··· Available data ···
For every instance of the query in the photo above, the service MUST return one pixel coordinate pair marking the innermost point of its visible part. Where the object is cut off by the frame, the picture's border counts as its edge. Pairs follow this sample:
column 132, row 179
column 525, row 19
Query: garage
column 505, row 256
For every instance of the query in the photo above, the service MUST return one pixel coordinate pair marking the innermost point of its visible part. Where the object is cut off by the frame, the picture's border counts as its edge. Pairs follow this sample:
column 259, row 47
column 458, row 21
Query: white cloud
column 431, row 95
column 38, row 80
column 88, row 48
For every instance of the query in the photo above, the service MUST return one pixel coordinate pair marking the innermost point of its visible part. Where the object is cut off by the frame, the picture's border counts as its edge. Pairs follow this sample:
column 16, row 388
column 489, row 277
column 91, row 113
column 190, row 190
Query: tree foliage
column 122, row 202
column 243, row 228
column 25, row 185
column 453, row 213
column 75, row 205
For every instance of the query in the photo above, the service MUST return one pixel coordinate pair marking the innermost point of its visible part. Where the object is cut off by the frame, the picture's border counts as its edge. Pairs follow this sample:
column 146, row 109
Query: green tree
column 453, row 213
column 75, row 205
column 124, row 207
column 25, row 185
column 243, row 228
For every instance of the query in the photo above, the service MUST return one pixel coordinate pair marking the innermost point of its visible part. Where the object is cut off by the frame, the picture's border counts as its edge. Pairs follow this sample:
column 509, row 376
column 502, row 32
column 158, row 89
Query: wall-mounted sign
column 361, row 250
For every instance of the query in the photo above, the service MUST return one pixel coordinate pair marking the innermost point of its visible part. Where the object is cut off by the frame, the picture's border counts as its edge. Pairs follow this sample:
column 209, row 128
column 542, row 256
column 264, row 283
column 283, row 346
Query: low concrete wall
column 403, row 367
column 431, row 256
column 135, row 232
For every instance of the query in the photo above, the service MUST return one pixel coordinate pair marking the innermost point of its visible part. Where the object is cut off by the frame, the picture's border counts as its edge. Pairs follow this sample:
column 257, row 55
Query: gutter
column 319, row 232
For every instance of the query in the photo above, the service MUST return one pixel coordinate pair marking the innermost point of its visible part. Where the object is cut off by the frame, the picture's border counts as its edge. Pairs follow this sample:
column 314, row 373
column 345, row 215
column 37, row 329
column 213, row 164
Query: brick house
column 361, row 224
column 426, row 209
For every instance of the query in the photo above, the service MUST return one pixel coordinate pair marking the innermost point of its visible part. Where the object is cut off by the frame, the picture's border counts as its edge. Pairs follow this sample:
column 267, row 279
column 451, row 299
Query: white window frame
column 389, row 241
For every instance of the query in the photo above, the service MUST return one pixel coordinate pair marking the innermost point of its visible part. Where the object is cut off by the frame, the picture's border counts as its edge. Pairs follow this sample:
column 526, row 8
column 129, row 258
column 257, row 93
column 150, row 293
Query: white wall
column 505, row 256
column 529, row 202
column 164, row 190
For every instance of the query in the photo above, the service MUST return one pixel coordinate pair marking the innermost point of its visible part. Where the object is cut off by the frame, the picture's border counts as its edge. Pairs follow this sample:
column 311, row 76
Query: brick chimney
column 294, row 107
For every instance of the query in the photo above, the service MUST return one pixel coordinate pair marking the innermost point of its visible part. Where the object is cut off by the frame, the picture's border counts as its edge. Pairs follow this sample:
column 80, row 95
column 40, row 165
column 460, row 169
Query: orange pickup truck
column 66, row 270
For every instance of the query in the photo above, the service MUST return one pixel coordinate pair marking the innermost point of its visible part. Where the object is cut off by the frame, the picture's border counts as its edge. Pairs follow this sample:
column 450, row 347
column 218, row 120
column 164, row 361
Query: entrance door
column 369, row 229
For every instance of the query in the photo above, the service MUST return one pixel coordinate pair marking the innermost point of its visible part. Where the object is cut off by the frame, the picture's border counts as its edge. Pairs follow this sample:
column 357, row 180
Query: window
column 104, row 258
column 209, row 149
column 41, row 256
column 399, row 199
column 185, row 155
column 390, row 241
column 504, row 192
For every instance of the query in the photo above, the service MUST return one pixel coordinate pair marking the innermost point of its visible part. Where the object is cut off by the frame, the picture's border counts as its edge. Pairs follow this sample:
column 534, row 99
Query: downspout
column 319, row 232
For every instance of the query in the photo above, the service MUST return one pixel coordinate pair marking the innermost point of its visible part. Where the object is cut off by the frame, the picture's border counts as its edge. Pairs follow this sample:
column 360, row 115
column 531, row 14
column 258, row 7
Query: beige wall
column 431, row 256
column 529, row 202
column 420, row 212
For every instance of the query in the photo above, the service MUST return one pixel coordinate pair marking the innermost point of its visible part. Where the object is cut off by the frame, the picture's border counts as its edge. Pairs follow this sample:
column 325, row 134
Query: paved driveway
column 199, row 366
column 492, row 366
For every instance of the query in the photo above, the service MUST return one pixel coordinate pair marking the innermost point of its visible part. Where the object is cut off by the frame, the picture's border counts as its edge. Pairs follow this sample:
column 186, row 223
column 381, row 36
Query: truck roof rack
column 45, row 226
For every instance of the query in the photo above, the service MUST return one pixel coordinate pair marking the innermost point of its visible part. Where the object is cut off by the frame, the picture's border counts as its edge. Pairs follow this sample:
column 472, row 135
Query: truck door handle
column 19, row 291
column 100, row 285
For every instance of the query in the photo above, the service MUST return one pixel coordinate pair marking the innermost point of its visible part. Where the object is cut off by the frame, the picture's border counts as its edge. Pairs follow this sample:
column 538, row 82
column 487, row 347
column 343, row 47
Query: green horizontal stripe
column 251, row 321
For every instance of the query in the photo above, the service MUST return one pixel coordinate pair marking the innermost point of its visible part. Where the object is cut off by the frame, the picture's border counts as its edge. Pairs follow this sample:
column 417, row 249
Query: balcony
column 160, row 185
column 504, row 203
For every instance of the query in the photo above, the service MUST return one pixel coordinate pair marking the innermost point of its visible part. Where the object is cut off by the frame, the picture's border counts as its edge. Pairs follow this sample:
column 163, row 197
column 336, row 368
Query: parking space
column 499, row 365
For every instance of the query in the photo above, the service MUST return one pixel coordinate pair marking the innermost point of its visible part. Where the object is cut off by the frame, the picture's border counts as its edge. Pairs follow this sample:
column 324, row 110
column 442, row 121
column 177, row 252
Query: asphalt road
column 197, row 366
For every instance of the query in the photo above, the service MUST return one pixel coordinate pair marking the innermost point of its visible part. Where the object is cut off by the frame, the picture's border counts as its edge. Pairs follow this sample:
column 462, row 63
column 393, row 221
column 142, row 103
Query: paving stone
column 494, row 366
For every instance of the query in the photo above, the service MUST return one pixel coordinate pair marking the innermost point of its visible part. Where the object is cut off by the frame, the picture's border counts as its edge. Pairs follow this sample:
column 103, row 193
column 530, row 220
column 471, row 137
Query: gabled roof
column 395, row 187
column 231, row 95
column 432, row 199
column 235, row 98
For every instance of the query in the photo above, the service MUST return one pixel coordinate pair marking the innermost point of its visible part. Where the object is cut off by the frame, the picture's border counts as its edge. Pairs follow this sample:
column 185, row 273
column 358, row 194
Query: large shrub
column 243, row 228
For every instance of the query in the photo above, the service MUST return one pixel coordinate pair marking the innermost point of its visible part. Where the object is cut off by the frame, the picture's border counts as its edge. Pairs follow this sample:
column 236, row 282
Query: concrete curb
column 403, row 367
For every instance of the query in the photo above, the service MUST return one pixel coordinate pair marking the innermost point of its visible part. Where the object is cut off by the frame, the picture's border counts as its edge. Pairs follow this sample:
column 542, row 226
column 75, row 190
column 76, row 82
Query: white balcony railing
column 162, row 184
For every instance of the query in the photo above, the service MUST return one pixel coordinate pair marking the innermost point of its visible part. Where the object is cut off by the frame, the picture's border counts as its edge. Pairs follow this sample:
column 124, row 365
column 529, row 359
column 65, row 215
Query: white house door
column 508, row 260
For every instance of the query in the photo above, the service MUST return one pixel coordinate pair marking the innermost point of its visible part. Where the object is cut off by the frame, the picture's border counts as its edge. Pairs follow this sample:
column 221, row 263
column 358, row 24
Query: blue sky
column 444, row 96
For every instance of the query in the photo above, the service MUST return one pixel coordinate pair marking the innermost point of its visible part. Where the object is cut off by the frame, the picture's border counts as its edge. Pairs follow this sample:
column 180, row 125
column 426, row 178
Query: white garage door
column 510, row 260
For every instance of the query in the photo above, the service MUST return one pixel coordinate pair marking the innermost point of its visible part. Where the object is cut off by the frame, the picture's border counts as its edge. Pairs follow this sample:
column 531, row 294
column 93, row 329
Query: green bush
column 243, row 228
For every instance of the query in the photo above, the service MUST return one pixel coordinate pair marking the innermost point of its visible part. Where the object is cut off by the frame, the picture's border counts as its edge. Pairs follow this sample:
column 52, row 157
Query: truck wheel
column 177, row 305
···
··· Available data ···
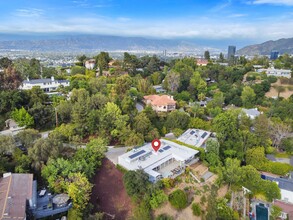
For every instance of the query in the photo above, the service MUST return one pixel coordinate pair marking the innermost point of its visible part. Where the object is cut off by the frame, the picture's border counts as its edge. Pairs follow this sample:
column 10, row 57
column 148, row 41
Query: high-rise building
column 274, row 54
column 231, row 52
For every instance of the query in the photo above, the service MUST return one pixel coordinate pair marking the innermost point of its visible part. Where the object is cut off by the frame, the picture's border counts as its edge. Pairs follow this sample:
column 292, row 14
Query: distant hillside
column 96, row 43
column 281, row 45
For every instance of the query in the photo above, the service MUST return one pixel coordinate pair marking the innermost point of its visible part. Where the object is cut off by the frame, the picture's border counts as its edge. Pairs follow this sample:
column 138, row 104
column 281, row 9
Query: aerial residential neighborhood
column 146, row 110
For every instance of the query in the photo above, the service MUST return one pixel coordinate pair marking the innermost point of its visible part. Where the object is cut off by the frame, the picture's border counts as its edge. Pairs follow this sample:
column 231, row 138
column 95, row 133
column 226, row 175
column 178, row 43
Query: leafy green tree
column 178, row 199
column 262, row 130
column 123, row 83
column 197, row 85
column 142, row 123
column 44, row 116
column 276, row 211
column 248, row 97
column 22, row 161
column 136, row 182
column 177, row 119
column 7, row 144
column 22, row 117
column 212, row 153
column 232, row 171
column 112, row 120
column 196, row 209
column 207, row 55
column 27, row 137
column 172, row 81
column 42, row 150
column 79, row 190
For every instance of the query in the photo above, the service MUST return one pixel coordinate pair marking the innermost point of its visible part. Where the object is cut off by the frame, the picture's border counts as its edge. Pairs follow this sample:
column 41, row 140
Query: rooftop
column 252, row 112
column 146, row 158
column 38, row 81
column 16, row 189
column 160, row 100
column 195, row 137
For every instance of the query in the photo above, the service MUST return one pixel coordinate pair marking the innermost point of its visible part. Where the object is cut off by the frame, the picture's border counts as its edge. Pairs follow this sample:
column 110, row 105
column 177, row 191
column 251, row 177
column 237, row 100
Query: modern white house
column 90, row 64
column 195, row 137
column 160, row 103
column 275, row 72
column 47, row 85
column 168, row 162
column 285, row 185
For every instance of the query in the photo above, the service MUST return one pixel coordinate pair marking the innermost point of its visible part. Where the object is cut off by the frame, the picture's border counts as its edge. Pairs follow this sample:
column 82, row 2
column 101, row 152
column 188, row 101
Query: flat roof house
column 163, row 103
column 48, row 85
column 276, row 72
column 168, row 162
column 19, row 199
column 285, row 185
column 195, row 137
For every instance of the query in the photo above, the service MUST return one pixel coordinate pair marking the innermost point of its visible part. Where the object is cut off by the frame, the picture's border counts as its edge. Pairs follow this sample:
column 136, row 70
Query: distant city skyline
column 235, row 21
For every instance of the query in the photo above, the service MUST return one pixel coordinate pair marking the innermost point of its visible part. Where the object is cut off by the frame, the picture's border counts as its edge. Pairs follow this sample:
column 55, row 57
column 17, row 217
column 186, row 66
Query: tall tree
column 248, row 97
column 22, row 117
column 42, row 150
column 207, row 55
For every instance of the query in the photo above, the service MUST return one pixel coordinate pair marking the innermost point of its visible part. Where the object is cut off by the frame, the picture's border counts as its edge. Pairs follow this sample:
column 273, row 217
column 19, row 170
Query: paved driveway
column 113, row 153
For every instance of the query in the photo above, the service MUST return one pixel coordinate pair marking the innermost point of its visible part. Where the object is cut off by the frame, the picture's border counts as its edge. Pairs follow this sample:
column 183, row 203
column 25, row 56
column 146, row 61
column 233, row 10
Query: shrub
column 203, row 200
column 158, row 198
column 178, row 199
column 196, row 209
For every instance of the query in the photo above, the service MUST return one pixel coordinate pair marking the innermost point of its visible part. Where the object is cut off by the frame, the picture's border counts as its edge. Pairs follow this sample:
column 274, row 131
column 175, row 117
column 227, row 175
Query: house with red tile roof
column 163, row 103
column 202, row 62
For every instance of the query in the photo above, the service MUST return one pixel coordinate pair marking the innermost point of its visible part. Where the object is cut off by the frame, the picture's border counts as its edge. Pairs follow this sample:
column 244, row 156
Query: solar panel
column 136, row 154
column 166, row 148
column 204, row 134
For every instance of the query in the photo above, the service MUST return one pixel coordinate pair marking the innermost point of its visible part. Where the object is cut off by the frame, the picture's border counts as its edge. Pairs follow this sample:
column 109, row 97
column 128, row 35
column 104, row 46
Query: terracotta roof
···
** Aim of the task **
When the line with "Query: entrance door" is reached in the data above, start copying there, and copy each line exactly until the line with "column 357, row 180" has been copied; copy nothing else.

** Response **
Query: entrance door
column 369, row 229
For every instance of the query in the photo above, the service MUST return one pixel coordinate pair marking the innermost point of its visible part. Where the object is cut off by the frame, the picture's border counts as its edge. Pairs follow this sample:
column 357, row 180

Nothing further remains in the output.